(Beginning of Given data)
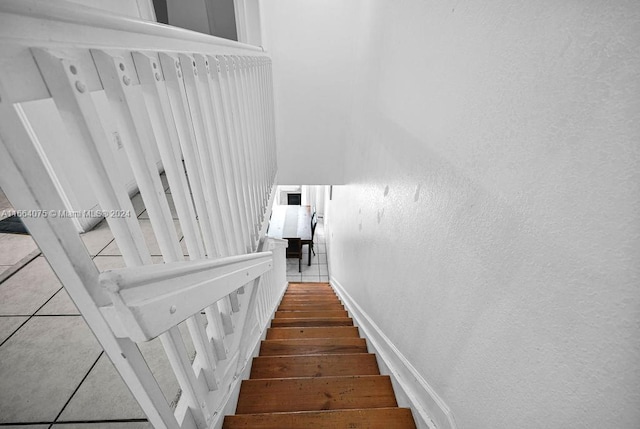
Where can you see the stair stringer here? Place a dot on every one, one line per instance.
(230, 402)
(412, 390)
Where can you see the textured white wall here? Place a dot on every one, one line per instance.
(311, 43)
(491, 221)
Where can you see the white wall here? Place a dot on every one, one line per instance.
(190, 14)
(312, 47)
(491, 221)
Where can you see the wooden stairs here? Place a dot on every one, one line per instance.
(314, 371)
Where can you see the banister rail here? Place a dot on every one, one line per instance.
(77, 13)
(150, 99)
(149, 300)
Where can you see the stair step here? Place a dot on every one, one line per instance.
(312, 332)
(310, 294)
(311, 297)
(369, 418)
(312, 321)
(311, 290)
(307, 346)
(315, 394)
(288, 314)
(308, 306)
(314, 365)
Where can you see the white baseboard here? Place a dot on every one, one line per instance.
(413, 391)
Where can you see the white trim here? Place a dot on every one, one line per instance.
(429, 410)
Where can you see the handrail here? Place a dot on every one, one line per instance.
(148, 300)
(76, 13)
(133, 93)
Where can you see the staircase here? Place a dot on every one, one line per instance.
(314, 371)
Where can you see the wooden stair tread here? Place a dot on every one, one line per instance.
(312, 332)
(370, 418)
(292, 314)
(310, 306)
(314, 371)
(315, 394)
(320, 365)
(312, 321)
(311, 297)
(302, 346)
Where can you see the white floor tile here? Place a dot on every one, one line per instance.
(158, 362)
(104, 425)
(26, 427)
(44, 361)
(9, 324)
(294, 277)
(61, 303)
(25, 291)
(102, 386)
(14, 247)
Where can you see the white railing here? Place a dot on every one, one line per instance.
(202, 105)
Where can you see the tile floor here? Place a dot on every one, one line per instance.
(53, 373)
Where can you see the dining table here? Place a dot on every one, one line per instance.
(291, 222)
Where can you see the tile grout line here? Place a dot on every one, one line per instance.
(31, 316)
(15, 268)
(76, 389)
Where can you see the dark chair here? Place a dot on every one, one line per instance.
(314, 222)
(294, 199)
(294, 250)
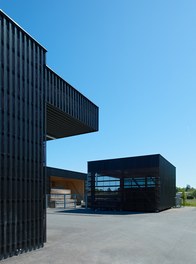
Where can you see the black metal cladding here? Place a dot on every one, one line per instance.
(22, 132)
(67, 109)
(25, 99)
(144, 183)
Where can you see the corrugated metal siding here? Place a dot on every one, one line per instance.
(63, 96)
(22, 132)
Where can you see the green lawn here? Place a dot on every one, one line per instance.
(190, 202)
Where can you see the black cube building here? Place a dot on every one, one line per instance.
(144, 183)
(35, 105)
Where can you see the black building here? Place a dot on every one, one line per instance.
(144, 183)
(35, 105)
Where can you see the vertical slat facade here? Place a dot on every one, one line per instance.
(22, 133)
(67, 99)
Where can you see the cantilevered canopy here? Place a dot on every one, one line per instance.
(60, 124)
(68, 112)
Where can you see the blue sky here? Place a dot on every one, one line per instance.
(136, 60)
(End of Given data)
The line with "Where can you see the blue" and all lines after it through the end of the data above: write these out exactly and add nothing.

Where can you see the blue sky here? Place a dot on every one, one line per instance.
(136, 60)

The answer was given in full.